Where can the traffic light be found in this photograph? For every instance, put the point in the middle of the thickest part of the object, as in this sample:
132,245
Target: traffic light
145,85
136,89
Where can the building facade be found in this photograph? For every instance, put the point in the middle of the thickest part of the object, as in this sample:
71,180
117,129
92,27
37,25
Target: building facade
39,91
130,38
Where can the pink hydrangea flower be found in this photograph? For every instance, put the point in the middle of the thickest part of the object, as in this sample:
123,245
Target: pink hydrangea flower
-*-
Output the data above exactly, please, line for line.

Where can the traffic light be found in this photograph? For every instance, put the point in the middle of the thickest part of the object, as in this sample:
132,245
Target: traffic light
145,85
136,89
Where can the building facade be found in this photograph? For every instance, put the point in the middle of the thickest part of the object, as in this sample:
71,180
117,129
92,27
37,25
Target: building facade
39,91
130,38
Where can the pink hydrangea flower be found in this photograph? For every instance, put the point in the middle of the thickest part of the object, as in this sample:
123,245
Target: pink hydrangea flower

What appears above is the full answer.